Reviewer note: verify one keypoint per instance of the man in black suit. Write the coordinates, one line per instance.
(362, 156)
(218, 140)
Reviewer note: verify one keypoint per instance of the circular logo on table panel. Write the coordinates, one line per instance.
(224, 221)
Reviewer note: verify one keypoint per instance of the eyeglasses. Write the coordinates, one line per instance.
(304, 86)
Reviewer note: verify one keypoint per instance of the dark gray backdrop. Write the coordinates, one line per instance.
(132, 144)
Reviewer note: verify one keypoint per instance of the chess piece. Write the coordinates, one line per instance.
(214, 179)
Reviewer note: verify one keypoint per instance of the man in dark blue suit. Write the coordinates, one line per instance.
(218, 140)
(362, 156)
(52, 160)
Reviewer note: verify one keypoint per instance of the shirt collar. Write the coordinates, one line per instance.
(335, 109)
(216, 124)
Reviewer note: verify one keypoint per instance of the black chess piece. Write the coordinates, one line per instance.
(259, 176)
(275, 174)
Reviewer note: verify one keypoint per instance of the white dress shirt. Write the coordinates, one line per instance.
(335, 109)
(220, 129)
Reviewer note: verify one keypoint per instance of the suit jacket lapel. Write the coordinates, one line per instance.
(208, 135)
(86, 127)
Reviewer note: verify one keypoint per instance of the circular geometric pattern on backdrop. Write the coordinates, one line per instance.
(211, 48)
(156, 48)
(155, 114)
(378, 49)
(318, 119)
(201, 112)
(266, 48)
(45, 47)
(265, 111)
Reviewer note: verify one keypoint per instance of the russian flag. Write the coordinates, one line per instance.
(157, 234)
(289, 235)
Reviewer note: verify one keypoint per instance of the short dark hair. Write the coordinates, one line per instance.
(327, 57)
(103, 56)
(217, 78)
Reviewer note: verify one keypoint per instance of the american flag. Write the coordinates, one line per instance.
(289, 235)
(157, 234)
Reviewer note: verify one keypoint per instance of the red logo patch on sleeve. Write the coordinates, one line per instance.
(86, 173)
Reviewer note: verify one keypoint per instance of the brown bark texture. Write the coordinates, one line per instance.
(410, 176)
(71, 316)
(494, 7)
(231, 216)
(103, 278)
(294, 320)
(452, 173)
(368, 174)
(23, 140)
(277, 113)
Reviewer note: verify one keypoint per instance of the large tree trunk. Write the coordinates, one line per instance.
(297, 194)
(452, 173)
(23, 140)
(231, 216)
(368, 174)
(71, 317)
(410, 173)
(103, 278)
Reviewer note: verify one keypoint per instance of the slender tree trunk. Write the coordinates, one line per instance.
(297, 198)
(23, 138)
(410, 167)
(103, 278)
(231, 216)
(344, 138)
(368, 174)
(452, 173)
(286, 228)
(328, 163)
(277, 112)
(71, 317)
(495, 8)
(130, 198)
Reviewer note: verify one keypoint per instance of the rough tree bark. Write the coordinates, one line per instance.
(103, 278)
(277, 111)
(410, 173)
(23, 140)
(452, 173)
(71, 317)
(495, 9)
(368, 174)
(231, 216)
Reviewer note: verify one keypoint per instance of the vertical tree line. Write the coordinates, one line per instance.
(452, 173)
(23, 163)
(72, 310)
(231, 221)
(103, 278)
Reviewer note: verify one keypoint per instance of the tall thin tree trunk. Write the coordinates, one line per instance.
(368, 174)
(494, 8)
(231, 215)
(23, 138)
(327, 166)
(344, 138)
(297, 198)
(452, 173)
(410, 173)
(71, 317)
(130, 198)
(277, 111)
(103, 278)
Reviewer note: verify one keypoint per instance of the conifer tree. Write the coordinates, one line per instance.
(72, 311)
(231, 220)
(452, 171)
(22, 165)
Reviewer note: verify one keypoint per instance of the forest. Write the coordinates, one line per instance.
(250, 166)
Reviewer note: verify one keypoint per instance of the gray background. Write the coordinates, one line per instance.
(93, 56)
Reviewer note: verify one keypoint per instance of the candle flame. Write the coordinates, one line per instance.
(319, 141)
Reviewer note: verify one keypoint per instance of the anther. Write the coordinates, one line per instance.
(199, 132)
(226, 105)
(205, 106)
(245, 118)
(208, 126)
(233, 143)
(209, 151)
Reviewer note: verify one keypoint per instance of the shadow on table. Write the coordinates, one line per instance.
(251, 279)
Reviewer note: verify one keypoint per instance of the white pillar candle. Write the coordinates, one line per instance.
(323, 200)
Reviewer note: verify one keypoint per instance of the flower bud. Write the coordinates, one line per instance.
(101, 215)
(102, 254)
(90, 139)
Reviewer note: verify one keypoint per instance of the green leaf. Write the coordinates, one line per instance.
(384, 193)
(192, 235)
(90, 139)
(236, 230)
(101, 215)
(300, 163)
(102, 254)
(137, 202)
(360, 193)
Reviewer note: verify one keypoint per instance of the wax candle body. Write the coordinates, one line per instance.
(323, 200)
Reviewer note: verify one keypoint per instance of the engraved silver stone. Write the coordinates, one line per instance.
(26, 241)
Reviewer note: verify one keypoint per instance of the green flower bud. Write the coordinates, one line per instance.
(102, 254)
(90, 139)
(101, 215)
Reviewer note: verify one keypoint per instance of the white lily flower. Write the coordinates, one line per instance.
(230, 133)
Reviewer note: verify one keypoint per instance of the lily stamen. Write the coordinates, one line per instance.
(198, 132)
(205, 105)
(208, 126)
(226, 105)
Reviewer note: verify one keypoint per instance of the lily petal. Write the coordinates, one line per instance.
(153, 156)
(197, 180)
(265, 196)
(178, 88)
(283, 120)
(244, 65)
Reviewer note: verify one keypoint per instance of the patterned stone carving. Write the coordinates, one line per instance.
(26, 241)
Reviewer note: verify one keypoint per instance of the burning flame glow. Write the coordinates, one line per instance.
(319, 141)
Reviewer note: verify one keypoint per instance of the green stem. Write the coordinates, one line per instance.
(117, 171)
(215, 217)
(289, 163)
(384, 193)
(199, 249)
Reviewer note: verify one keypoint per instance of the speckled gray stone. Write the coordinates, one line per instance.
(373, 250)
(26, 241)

□ □ □ □

▶ [TO BE DONE]
Using the material above, extract the line that contains "Reviewer note: verify one keypoint per instance of the patterned" and every line after it, exactly as given; stop at the last line.

▶ [EXERCISE SOLUTION]
Reviewer note: verify one keypoint per instance of the patterned stone carving. Write the coordinates, one line per instance.
(26, 241)
Reviewer note: verify one keypoint per instance of the burning flame glow. Write the coordinates, one line per instance.
(319, 141)
Reviewer note: verify one keypoint per instance of the green stem. Write the coordinates, one line per instance.
(117, 171)
(215, 217)
(289, 163)
(384, 193)
(199, 249)
Reviewer note: verify one keypoint per instance of the speckled gray stone. Write the coordinates, one line per instance.
(373, 250)
(26, 241)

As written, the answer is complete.